• TEXT SHOWN:
-------------------------

# DIY Hood & Lighting



## enola (Dec 31, 2011)

After going round and round and ROUND about lighting and seeing how much 'aquarium' lighting is, my husband and I checked out the local hydroponics store. Makes sense right? They grow plants, must have lights. And boy, do they. We bought 2 24" 24W t5HO fixtures for $28 each and built a hood to fit them and fit the tank. 

Here are the pictures we took last night. We still have to stain the hood and varnish it to match the cabinet that houses the filter.


----------



## KG4mxv (Oct 25, 2011)

Looks good but I would be worried about the high moisture in the hood.


----------



## enola (Dec 31, 2011)

I'm not worried about moisture. The lamps are designed for hydroponics, and have a clear shield over them. Also, we are going to put 5 - 6 coats of clear varnish over all of the wood, and then line the inside with aluminum tape for reflection! I just stained it to match the cabinet today, and my husband will be busy tomorrow putting on the clear coats!


----------



## drunkenbeast (Nov 13, 2011)

good plan lol really putting your husband to work lately with all this diy eh?


----------



## enola (Dec 31, 2011)

drunkenbeast said:


> good plan lol really putting your husband to work lately with all this diy eh?


I lol-ed for a few minutes at this one. He volunteered... Really. And he has a brand new arsenal of Nerf guns now to keep him happy!


----------



## Summer (Oct 3, 2011)

Looks great! and LOL at the nerf guns. Men are just big kids looking to play with toys arent they? lol


----------



## Tommyz44 (Jan 3, 2012)

i dig it looks really good! hes quite the crafty man!


----------



## Galvatron898 (Feb 27, 2011)

I think that looks great good work!


----------

-------------------------

• GIVEN PROBLEM A:
Answer these questions about the hood-building thread, one per line:
(i) How much was each fixture bought for?
(ii) How many coats of clear varnish were planned for the wood?
(iii) What does the husband now have to keep him happy?
The hood-building thread has no connection to the entries that follow it.

• SUPPLIED ENTRIES:
-------------------------

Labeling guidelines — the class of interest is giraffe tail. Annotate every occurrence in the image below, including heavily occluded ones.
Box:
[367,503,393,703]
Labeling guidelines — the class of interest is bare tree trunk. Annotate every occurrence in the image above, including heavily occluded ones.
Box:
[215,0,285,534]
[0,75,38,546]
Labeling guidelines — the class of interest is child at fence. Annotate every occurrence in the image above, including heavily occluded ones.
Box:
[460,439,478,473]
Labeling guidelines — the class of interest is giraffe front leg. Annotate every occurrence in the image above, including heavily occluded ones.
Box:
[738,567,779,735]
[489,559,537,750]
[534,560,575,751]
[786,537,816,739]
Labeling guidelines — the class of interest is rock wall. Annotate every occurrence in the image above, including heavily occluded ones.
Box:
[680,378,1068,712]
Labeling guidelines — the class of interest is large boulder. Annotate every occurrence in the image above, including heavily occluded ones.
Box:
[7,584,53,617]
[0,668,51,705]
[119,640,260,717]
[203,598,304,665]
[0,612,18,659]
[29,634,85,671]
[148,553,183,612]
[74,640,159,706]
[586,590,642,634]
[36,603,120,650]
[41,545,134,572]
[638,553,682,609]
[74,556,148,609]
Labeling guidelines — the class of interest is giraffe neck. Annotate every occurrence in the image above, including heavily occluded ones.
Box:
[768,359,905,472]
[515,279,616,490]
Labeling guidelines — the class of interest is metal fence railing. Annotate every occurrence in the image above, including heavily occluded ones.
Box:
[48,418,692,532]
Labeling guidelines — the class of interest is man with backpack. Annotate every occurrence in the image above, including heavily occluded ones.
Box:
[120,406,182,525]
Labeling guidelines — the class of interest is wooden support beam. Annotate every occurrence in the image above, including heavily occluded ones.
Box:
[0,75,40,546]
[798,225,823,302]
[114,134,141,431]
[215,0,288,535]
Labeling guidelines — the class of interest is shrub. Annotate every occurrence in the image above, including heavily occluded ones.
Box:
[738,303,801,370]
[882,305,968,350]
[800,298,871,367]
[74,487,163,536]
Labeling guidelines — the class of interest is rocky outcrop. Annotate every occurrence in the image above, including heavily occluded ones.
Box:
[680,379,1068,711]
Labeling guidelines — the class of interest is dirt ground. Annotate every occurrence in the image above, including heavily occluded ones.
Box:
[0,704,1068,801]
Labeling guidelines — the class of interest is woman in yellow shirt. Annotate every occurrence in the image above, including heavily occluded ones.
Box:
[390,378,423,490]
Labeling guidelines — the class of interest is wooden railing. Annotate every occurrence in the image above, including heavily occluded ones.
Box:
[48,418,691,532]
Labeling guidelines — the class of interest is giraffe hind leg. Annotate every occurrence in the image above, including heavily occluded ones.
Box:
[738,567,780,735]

-------------------------

• GIVEN PROBLEM B:
Swap "heavily occluded" for "barely visible" in everything from the start of the entries down to the line that contains "[74,487,163,536]", inclusive. Return only those lines, with nothing else changed.

• TASK RESULT A:
(i) $28
(ii) 5 - 6
(iii) A brand new arsenal of Nerf guns

• TASK RESULT B:
Labeling guidelines — the class of interest is giraffe tail. Annotate every occurrence in the image below, including barely visible ones.
Box:
[367,503,393,703]
Labeling guidelines — the class of interest is bare tree trunk. Annotate every occurrence in the image above, including barely visible ones.
Box:
[215,0,285,534]
[0,75,38,546]
Labeling guidelines — the class of interest is child at fence. Annotate every occurrence in the image above, including barely visible ones.
Box:
[460,439,478,473]
Labeling guidelines — the class of interest is giraffe front leg. Annotate every occurrence in the image above, including barely visible ones.
Box:
[738,567,779,735]
[489,559,537,750]
[534,560,575,751]
[786,537,816,739]
Labeling guidelines — the class of interest is rock wall. Annotate every occurrence in the image above, including barely visible ones.
Box:
[680,378,1068,712]
Labeling guidelines — the class of interest is large boulder. Annotate every occurrence in the image above, including barely visible ones.
Box:
[7,584,53,617]
[0,668,51,705]
[119,640,260,717]
[203,598,304,665]
[0,612,18,659]
[29,634,85,671]
[148,553,183,612]
[74,640,159,706]
[586,590,642,634]
[36,603,120,650]
[41,545,134,572]
[638,553,682,609]
[74,556,148,609]
Labeling guidelines — the class of interest is giraffe neck. Annotate every occurrence in the image above, including barely visible ones.
Box:
[768,359,905,472]
[515,279,616,490]
Labeling guidelines — the class of interest is metal fence railing. Annotate every occurrence in the image above, including barely visible ones.
Box:
[48,418,692,532]
Labeling guidelines — the class of interest is man with backpack. Annotate every occurrence in the image above, including barely visible ones.
Box:
[120,406,182,525]
Labeling guidelines — the class of interest is wooden support beam. Annotate every occurrence in the image above, including barely visible ones.
Box:
[0,75,40,546]
[798,225,823,302]
[114,134,141,431]
[215,0,288,535]
Labeling guidelines — the class of interest is shrub. Annotate every occurrence in the image above, including barely visible ones.
Box:
[738,303,801,370]
[882,305,968,350]
[800,298,871,367]
[74,487,163,536]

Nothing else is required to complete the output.